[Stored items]
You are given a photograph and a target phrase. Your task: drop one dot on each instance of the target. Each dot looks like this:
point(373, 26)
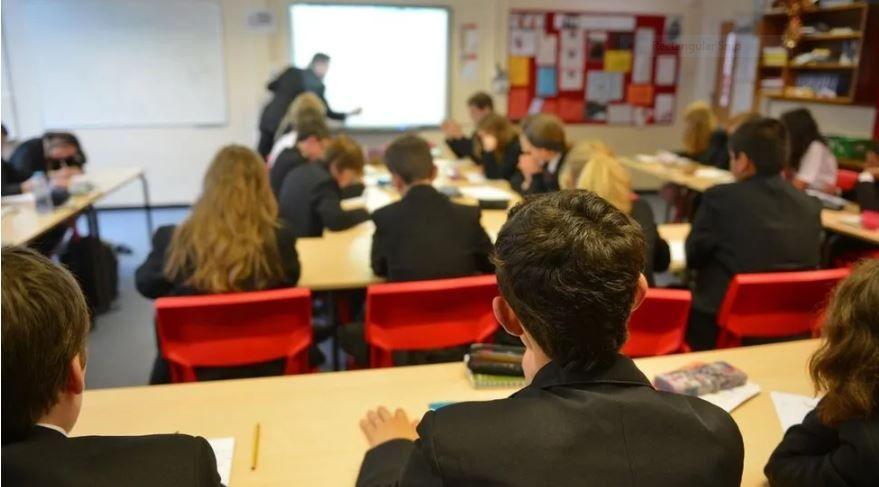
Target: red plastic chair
point(227, 330)
point(659, 325)
point(426, 315)
point(774, 305)
point(846, 179)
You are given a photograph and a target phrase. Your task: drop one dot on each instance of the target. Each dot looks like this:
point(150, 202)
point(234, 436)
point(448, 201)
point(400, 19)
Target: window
point(391, 61)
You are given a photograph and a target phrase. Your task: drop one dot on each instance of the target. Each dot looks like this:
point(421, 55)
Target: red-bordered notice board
point(602, 68)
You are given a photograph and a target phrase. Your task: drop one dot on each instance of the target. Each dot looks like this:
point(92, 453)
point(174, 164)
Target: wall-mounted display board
point(601, 68)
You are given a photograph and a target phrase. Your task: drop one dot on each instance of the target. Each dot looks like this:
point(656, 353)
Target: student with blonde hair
point(233, 241)
point(837, 444)
point(606, 177)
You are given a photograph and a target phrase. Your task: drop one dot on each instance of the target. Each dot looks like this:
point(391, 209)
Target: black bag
point(95, 266)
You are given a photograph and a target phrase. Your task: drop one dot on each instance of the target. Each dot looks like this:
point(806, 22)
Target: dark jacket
point(571, 427)
point(48, 458)
point(310, 200)
point(501, 165)
point(762, 224)
point(12, 179)
point(813, 454)
point(286, 161)
point(462, 146)
point(30, 157)
point(152, 283)
point(545, 182)
point(868, 195)
point(426, 236)
point(658, 252)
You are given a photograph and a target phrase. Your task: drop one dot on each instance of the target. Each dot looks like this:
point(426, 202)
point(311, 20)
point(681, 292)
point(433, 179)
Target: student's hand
point(381, 426)
point(529, 166)
point(451, 129)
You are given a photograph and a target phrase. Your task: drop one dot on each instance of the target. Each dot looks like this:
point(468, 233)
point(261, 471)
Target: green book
point(488, 381)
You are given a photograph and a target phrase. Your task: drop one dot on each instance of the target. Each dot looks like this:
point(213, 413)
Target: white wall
point(176, 158)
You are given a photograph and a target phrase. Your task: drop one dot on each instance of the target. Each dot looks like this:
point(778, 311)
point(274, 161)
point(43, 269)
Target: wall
point(176, 158)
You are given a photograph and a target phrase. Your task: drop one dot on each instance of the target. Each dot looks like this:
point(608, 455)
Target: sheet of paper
point(620, 113)
point(547, 48)
point(730, 399)
point(666, 70)
point(523, 42)
point(640, 95)
point(663, 109)
point(572, 43)
point(571, 79)
point(618, 61)
point(520, 71)
point(546, 81)
point(792, 408)
point(485, 193)
point(642, 71)
point(224, 448)
point(602, 86)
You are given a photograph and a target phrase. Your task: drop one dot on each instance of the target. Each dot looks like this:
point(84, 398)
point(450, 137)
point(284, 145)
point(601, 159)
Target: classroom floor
point(122, 345)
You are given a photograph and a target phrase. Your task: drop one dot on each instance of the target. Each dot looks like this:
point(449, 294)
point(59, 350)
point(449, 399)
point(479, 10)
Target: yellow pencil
point(255, 456)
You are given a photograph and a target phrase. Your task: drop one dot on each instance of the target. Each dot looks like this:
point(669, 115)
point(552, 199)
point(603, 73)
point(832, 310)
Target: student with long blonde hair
point(605, 176)
point(838, 443)
point(232, 241)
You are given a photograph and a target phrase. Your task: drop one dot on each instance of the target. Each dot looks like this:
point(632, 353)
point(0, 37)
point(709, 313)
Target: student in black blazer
point(838, 443)
point(425, 235)
point(45, 328)
point(311, 195)
point(479, 106)
point(588, 415)
point(498, 148)
point(233, 241)
point(312, 139)
point(544, 150)
point(760, 223)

• What to produce: Every entry should be repeated verbatim, with the pictures left out.

• Solution below:
You are given a photograph and a target phrase. Your task: drop one dot on each instance of the target. Each dot looks like this:
point(373, 26)
Target: red plastic chair
point(227, 330)
point(659, 325)
point(426, 315)
point(774, 305)
point(846, 179)
You are given a photograph and a target phrase. Your task: drop one dot on each instance of the target. Each dot looks like this:
point(150, 202)
point(234, 436)
point(448, 201)
point(400, 19)
Target: window
point(391, 61)
You are given a photograph and a target phrase. Your task: drop one dot on each instance of the target. Each dot looks like this:
point(421, 55)
Target: red-bordered notice board
point(602, 68)
You are given a photograph and a target phrase. Your task: drop one dot on each instance of the target. Each dot looks like this:
point(92, 453)
point(174, 164)
Target: wall-mounted display board
point(601, 68)
You are given a photograph and a target phrase. Your task: drop one dot on each instance of the target. Each dot looks like this:
point(656, 353)
Target: student with blonde hair
point(233, 241)
point(837, 444)
point(606, 177)
You are given a photograph and a target phrase. Your task: drop one dot on each instance of the target. Each dot looks like this:
point(391, 209)
Target: black bag
point(95, 266)
You are given a photograph and a target phrase. Your task: drop one dot on each instance of the target. Each dot looks like this:
point(806, 22)
Target: dark jacket
point(571, 427)
point(48, 458)
point(310, 200)
point(501, 165)
point(762, 224)
point(12, 179)
point(813, 454)
point(286, 161)
point(462, 146)
point(30, 157)
point(152, 283)
point(545, 182)
point(868, 195)
point(426, 236)
point(658, 252)
You are given a photograph and a target phrase. Your task: drop one dot on each instance of the target. Each dot looks like this:
point(426, 202)
point(311, 20)
point(681, 292)
point(433, 179)
Target: student's hand
point(381, 426)
point(529, 166)
point(451, 129)
You are given a photograph and a target phrase. Your task: drop one dot on each instance of the target. Each dot looks like this:
point(468, 233)
point(261, 471)
Target: green book
point(488, 381)
You are given a photograph and a target phrase. Your task: drop one dot on each instance of the target. Each dot looks like this:
point(213, 413)
Target: white wall
point(176, 158)
You are given a photograph and a target phrase. Your task: drop one dot on each instance of the target. Each dot looks like this:
point(778, 311)
point(274, 161)
point(43, 269)
Target: wall
point(176, 158)
You are given a photograph and a target phrase. Your task: drop one dot on each instance of the target. Each dot looks like this:
point(608, 455)
Target: sheet of paper
point(620, 113)
point(547, 48)
point(730, 399)
point(666, 70)
point(523, 42)
point(640, 95)
point(663, 109)
point(572, 43)
point(571, 79)
point(618, 61)
point(520, 71)
point(546, 81)
point(792, 408)
point(485, 193)
point(642, 71)
point(224, 448)
point(602, 86)
You are given a photograph and a target phrase. Your task: drop one dot on each instance of the target. Each dot looks like this:
point(84, 398)
point(450, 137)
point(284, 145)
point(601, 159)
Target: classroom floor
point(122, 345)
You are given a photograph and a target phrase. Your task: drop one dot on each instance of the target. Each dot looks like this:
point(449, 294)
point(59, 350)
point(449, 399)
point(479, 10)
Target: yellow pencil
point(255, 456)
You are given a photograph and a target phrase. Your task: drop one dot on each instance of the target. Each dot looks like this:
point(669, 115)
point(552, 199)
point(603, 73)
point(832, 310)
Target: student with long blonde hair
point(605, 176)
point(838, 443)
point(232, 241)
You are given a photograph and a target phrase. Your task: drop one dot on each instance of the target. Each dot looks like this:
point(632, 353)
point(0, 37)
point(709, 313)
Target: student in black blazer
point(838, 443)
point(425, 235)
point(45, 328)
point(311, 195)
point(479, 106)
point(588, 415)
point(498, 148)
point(233, 241)
point(312, 139)
point(544, 150)
point(760, 223)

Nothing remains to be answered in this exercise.